Material provided —
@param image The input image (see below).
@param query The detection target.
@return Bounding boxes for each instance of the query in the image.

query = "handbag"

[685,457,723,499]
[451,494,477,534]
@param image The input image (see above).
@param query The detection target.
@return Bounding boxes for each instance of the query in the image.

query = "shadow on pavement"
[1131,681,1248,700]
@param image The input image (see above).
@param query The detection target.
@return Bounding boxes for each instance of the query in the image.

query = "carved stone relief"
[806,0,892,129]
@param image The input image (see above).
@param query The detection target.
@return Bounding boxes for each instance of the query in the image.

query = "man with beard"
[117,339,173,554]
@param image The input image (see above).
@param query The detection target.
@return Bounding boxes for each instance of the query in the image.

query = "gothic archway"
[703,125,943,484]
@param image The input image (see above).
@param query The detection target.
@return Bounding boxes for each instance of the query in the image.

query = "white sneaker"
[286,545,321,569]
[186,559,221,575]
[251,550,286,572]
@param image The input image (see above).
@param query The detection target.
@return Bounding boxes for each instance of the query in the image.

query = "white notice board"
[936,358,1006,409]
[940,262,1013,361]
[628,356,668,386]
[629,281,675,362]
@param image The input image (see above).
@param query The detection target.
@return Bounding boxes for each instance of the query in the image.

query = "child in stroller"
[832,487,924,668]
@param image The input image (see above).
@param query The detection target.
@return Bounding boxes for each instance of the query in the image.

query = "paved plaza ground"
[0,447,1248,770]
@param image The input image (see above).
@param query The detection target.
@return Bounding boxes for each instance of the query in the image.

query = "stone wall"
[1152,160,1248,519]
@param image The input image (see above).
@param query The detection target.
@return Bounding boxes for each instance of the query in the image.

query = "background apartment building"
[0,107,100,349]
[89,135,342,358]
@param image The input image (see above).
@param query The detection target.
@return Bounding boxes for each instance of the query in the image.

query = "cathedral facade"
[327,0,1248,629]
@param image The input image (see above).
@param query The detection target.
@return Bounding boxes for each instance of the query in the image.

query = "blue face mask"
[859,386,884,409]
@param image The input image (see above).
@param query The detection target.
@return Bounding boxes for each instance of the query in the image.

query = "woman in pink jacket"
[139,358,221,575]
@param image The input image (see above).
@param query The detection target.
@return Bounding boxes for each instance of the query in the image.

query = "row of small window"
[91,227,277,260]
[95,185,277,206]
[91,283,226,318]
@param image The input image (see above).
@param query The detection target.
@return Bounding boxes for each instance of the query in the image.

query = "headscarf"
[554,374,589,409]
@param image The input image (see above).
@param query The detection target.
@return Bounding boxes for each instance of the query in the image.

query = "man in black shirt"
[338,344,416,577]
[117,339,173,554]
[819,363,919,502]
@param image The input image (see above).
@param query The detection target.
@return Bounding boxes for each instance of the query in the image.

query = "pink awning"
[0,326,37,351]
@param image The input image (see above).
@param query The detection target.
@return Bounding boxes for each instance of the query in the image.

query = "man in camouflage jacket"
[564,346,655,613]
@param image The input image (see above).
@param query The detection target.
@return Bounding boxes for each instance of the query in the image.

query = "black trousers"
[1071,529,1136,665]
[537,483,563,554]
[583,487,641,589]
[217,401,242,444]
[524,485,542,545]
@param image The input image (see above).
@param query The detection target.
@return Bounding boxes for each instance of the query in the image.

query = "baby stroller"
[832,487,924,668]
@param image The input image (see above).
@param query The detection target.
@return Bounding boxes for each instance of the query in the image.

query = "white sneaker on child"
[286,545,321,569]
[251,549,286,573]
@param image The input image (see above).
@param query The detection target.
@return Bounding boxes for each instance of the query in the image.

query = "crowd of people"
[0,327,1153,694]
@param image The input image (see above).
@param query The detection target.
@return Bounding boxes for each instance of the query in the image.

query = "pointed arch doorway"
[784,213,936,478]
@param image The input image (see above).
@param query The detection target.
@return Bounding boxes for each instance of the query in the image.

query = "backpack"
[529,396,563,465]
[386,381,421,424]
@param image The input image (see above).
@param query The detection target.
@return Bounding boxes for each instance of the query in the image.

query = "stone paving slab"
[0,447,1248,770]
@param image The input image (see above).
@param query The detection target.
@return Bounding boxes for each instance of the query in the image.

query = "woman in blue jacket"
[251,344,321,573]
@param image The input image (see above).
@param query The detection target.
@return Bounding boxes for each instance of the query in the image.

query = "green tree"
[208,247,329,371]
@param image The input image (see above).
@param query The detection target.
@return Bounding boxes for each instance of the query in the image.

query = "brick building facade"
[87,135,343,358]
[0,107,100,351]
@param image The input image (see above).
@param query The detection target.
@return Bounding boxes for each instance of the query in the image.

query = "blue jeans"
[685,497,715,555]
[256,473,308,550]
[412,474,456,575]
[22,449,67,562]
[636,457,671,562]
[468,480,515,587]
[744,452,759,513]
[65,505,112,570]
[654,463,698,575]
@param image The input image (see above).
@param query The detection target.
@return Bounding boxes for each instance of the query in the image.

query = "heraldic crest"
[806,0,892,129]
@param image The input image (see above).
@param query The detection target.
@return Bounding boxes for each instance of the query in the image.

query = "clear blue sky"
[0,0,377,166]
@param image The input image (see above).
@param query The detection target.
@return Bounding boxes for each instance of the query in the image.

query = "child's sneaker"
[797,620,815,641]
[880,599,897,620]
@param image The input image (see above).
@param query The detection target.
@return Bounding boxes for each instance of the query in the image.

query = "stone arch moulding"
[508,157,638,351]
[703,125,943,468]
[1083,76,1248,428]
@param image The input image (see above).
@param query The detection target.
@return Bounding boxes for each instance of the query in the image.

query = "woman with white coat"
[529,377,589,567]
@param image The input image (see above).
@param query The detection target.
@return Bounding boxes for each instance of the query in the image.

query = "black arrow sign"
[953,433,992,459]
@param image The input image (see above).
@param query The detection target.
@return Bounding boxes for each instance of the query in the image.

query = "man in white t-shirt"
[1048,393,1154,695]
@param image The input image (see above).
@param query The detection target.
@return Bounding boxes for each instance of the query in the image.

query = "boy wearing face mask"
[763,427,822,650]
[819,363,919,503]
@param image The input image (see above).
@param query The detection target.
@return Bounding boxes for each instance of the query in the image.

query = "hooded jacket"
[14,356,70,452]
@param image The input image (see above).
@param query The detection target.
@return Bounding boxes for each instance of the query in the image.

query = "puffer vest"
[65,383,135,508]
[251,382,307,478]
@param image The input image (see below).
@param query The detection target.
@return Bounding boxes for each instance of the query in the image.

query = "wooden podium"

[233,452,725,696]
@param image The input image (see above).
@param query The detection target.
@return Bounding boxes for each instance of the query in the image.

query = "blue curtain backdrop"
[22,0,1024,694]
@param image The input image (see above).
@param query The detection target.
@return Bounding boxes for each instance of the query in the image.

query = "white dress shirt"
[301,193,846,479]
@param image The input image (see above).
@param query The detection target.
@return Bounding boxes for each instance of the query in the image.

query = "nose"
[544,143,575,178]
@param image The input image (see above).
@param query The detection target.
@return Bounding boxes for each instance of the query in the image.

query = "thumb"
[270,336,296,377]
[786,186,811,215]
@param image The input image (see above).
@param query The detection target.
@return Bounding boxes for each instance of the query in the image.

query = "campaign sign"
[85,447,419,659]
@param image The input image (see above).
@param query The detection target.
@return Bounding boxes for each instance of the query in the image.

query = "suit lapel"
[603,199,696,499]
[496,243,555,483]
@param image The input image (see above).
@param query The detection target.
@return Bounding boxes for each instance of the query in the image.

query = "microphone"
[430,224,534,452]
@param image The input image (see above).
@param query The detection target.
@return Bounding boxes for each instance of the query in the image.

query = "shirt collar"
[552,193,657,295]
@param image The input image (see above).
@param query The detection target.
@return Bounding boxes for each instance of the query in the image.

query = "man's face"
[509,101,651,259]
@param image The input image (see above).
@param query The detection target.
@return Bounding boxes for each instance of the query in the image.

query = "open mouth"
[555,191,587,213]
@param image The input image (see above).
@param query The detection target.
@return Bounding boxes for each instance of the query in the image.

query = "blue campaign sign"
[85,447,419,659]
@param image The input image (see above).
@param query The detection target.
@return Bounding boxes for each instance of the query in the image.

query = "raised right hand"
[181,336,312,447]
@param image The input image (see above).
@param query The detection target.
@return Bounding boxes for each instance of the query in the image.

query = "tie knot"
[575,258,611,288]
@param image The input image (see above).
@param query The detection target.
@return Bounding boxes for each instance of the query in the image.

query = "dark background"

Requirement — Which lines in the records above contain the string "sneaker"? Return every one of them in full.

Finished task —
query = "white sneaker"
query = "white sneaker on child"
query = "child's sneaker"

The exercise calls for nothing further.